Start with the line containing "Please point out the grass" and write out each line through the end of the listing, exactly as given.
* * * * *
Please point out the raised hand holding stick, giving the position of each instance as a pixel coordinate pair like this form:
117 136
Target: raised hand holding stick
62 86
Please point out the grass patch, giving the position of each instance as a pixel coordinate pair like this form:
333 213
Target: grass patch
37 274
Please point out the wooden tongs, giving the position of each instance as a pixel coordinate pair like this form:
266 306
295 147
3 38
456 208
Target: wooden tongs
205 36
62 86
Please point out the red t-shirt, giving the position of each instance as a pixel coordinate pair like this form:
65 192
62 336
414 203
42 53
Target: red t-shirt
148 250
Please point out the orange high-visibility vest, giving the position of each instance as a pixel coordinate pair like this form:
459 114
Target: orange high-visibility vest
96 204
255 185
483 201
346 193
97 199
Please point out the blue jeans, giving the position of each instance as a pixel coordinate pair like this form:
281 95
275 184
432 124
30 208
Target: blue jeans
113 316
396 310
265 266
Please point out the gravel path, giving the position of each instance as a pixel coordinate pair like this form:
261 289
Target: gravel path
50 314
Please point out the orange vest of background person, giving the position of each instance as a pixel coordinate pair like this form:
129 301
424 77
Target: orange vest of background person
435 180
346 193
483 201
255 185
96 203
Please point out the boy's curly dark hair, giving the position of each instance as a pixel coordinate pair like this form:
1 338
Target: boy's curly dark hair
* * * * *
**IN RESPONSE:**
Please point out the grass patch, giving the position of each instance as a pixel coordinate pair like this form:
333 213
Target: grass patch
37 274
Please point out the wooden tongs, giving the position of each instance as a pixel coordinate pair like this form:
266 306
295 147
3 38
456 208
Target: wooden tongs
205 36
62 86
Please point out the red t-shirt, giving the position of each instance as a pixel coordinate pair like this form:
65 192
62 336
414 203
42 53
Target: red t-shirt
148 250
Please point out the orange high-visibility vest, giving the position of each instance as a pixel coordinate pair like this form:
459 114
Target: orange high-visibility vest
96 204
255 185
483 201
346 193
97 199
Please point out the blue jeans, giving the position of each instance as a pixel coordinate pair like this form:
281 95
275 184
432 124
30 208
Target: blue jeans
113 316
396 310
265 266
Please point out the gravel path, giving the position of each instance as a pixel coordinate pair like this form:
261 289
Target: gravel path
50 314
Please point out the orange vest of background person, giving the position of each instance as a pixel coordinate pair like this form:
129 301
424 77
Target: orange vest of background person
435 180
346 193
483 201
255 185
96 203
Please point out the boy's curly dark hair, giving the position of each instance as a pixel coordinate pair like this form:
1 338
Target: boy's curly dark hair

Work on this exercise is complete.